- _Your objective_:
Copy the lines below word for word, from the first line through the line containing "<point>403,52</point>", inclusive.
[Start Given entries]
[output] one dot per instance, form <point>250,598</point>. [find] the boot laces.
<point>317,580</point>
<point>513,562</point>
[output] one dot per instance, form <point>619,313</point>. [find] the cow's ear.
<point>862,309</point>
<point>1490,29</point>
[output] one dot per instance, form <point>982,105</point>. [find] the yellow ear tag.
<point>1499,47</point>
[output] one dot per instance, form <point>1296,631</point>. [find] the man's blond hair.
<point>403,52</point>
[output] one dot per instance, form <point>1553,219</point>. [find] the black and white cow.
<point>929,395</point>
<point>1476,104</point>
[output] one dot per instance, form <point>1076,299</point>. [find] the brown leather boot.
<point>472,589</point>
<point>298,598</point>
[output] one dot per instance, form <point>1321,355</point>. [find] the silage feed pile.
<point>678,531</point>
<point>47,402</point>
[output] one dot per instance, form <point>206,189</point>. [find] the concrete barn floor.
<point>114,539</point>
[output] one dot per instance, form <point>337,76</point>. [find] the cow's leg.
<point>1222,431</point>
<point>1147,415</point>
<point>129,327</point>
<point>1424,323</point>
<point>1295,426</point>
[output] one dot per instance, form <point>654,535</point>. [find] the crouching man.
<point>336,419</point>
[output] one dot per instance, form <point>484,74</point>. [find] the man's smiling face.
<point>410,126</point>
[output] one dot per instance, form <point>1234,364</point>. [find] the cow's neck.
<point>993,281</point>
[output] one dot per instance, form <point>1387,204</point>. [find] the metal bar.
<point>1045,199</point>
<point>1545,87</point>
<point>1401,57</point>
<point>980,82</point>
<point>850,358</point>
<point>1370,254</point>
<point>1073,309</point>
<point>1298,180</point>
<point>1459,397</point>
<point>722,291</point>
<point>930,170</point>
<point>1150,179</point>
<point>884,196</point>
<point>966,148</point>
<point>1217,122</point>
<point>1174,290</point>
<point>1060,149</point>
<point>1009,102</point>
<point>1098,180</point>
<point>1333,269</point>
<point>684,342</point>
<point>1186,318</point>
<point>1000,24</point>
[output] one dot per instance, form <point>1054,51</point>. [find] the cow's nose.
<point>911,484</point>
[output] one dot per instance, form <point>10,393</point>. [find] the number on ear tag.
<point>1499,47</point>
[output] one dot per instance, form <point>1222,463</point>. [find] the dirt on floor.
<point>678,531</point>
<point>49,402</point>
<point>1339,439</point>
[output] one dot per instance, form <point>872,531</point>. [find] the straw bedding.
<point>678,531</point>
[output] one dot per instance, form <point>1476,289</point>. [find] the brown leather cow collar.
[End Given entries]
- _Output for this task_:
[output] one dot per instance, form <point>250,598</point>. [find] the boot laces.
<point>317,580</point>
<point>513,562</point>
[output] one dot per instance, form <point>619,313</point>. [find] the cow's ear.
<point>862,309</point>
<point>1490,29</point>
[output] one dot per instance, form <point>982,105</point>. [find] the yellow ear tag.
<point>1499,47</point>
[output] one dot per instance, form <point>1296,631</point>. [find] the man's blond hair.
<point>403,52</point>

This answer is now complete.